Selected extract:
--- START ---

Sunday lengthened toward midnight with two seemingly unrelated questions dominating the news: Would Illinois lawmakers admit that they haven’t yet done the hard work that needs to precede any income-tax increase? And would some dramatic surprise keep General Motors from filing for bankruptcy Monday morning?
The sorry fact is that both of these stories involve institutions that haven’t been willing to live within their means.
In Springfield, Democratic leaders have been pushing tax increases this spring in the midst of an economic recession, even though they’ve made no substantive progress on curbing the runaway costs — particularly in pensions and health care — that have put the state in this terrible position.
That’s irresponsible. The leaders will tell you that state revenues are down this year, so they need more of your dollars. They probably won’t boast that, for two decades, they’ve increased state spending at double the rate of inflation. Had they not overcommitted Illinois taxpayers to so many spending streams, had they created a serious rainy-day fund, they wouldn’t face the crisis that their profligacy has invited.

--- END ---

Stored data:
--- START ---

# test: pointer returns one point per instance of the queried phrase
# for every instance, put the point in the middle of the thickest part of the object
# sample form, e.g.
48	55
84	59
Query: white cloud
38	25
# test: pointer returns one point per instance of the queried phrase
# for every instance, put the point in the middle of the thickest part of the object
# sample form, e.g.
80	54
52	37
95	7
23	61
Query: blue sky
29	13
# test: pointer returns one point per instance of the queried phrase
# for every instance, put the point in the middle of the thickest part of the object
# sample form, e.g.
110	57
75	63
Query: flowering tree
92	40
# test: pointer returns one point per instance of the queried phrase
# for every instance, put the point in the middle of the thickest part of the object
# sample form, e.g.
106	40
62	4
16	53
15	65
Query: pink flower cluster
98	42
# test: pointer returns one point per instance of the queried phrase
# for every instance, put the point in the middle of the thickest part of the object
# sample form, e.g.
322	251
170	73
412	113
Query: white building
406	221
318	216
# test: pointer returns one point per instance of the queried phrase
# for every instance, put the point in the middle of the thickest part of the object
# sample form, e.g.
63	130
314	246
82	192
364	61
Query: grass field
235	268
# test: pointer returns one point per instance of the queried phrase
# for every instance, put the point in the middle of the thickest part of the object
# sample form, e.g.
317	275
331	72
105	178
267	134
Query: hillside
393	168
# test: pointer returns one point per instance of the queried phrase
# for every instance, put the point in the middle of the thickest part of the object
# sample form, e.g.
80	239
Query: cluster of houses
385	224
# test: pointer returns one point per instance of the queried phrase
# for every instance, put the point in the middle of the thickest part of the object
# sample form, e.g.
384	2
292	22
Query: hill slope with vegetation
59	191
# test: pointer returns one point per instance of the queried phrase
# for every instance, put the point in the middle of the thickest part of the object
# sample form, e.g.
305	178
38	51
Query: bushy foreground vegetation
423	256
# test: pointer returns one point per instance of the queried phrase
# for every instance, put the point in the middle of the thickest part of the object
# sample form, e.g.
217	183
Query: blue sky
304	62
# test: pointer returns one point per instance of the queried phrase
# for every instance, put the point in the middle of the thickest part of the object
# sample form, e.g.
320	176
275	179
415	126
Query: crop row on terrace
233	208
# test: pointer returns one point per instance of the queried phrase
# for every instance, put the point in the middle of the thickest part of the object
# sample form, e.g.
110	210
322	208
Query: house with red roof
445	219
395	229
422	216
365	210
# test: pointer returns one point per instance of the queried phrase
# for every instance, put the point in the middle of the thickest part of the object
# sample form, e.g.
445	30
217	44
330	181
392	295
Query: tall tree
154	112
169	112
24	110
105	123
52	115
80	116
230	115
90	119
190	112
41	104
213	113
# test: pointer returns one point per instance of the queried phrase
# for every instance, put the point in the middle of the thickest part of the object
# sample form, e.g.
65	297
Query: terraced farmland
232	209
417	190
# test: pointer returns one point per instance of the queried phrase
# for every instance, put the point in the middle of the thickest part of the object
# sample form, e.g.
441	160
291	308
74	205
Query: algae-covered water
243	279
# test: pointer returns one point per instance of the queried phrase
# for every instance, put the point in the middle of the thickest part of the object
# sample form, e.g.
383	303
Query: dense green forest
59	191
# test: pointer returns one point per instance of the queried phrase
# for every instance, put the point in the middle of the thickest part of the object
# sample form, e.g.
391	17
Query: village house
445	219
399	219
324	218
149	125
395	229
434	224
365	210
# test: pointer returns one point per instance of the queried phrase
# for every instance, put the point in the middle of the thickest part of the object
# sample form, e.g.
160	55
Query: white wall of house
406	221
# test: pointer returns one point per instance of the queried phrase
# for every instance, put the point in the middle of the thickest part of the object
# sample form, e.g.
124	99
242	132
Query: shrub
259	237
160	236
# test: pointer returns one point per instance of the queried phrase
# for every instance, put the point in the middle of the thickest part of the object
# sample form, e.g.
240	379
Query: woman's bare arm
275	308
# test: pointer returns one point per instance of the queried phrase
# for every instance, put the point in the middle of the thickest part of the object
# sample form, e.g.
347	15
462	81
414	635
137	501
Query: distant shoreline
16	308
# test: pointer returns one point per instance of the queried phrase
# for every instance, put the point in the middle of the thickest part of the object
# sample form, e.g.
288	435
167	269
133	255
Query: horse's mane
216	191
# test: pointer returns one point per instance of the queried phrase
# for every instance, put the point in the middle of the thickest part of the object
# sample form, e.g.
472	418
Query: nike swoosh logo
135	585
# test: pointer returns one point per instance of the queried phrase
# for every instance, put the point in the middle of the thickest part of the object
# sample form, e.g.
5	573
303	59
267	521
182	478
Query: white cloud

--- END ---

Required tasks:
1. In the editorial about Illinois tax increases and General Motors, how fast have state leaders increased spending over the past two decades?
2. Carry on the editorial about Illinois tax increases and General Motors, starting after its final sentence.

Answers to the problems:
1. At double the rate of inflation.

2.
Meanwhile, General Motors is sliding into bankruptcy in large part because its management failed to curb its vast legacy costs — particularly in pensions and health care. The workforce was slow to see that GM couldn’t afford its gold-plated labor contracts and also thrive as a business.
Yes, Illinois has much in common with this once-great, now-failing car company.
The result for GM: Its meltdown has chased customers away. The result for Illinois: Raising taxes without first reining in costs will chase jobs and businesses away.
When a House measure to boost the income-tax rate by 50 percent fell 18 votes short Sunday evening, we hoped that some Democratic lawmakers have awakened to what for voters is obvious:
The General Assembly’s refusal to take such elemental steps as reforming pension calculations for new employees, or moving Medicaid recipients to more efficient managed care, is tantamount to legislators admitting: We know you citizens want us to spend smarter — but the employees unions and the interest groups just won’t let us.
We’d also like to think lawmakers have become sensitive to another of their failures: Sunday’s Tribune detailed all the ethical reforms that have been diluted, delayed or left for dead. In recent days, so many legislators have been so boastful of their inadequate reform accomplishments that they must be thinking the truth: Their reluctance to surrender political power doesn’t fool Illinois voters.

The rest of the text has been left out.